- The task
Only one number is wanted here: how many lines of the data hold "trace".

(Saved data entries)

--- START ---

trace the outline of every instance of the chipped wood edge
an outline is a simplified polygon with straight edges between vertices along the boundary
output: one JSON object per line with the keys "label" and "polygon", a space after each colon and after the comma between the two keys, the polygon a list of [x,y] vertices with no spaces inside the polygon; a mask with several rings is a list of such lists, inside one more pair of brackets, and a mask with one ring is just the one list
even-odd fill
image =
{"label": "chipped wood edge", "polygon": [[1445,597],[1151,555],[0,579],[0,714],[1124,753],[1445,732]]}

--- END ---
--- START ---

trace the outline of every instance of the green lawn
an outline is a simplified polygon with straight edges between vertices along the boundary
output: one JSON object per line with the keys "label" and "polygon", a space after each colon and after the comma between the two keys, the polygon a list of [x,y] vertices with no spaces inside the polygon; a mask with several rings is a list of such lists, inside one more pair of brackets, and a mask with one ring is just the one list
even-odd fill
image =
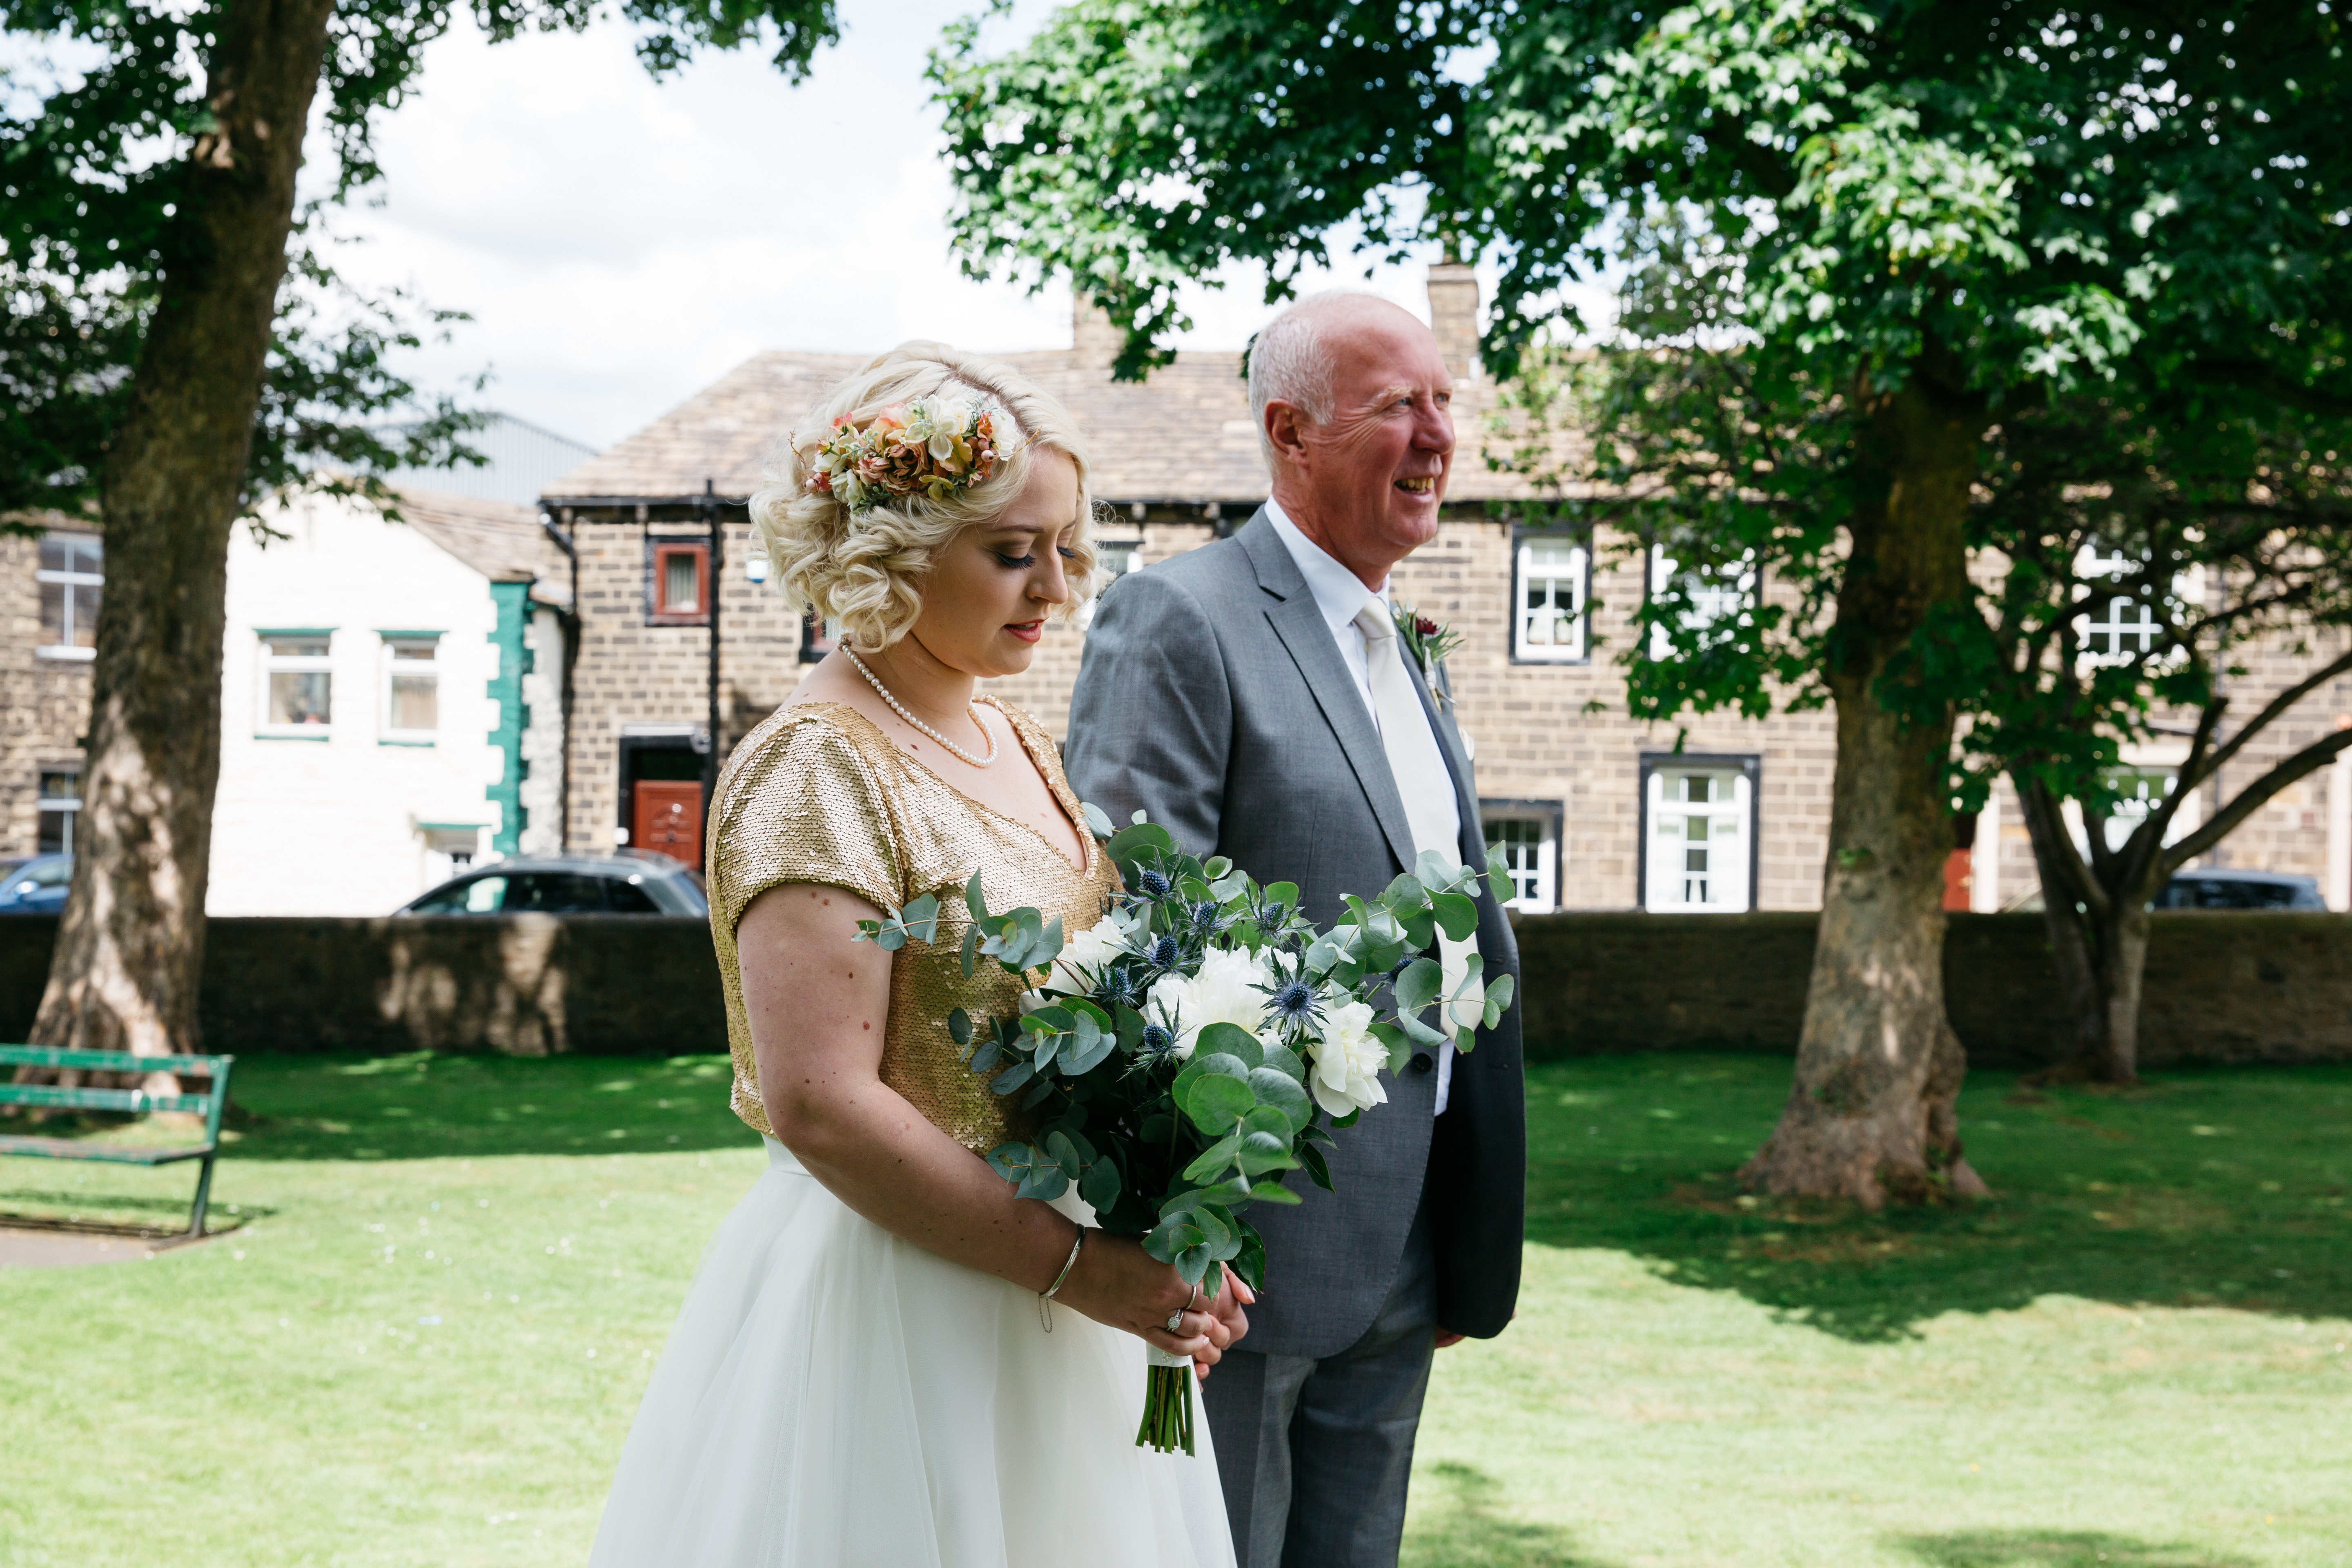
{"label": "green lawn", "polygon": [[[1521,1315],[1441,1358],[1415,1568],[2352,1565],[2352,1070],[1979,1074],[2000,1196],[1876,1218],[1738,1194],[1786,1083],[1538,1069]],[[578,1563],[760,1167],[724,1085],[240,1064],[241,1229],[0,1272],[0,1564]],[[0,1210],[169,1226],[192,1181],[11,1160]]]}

--- END ---

- Problem solution
2